→ What you need to do
If a line contains the word "knit", include it in the count; state how many such lines the listing has and nothing else.

→ Extracted information

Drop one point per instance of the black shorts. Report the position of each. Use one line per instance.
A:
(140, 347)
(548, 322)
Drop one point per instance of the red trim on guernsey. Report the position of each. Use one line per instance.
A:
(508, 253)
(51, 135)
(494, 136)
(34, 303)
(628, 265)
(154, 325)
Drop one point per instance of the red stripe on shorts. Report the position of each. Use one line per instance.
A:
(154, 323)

==

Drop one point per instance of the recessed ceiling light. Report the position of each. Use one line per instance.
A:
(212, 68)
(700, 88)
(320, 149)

...

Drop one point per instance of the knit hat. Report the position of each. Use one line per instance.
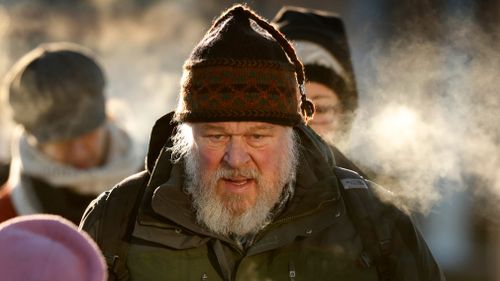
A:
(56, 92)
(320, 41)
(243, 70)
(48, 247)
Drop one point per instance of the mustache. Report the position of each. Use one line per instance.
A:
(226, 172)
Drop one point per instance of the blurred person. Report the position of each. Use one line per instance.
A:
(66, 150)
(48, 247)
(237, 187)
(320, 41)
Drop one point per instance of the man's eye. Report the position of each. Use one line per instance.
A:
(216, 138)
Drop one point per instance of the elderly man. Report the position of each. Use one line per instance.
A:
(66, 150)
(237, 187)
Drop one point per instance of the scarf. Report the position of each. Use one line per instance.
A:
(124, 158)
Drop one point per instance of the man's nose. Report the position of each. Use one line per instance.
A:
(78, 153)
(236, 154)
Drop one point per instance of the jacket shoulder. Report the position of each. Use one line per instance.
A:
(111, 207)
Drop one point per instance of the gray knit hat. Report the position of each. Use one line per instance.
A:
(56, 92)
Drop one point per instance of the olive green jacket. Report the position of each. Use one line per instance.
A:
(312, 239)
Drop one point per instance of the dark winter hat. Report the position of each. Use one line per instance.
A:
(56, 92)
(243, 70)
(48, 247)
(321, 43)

→ Output of the exercise
2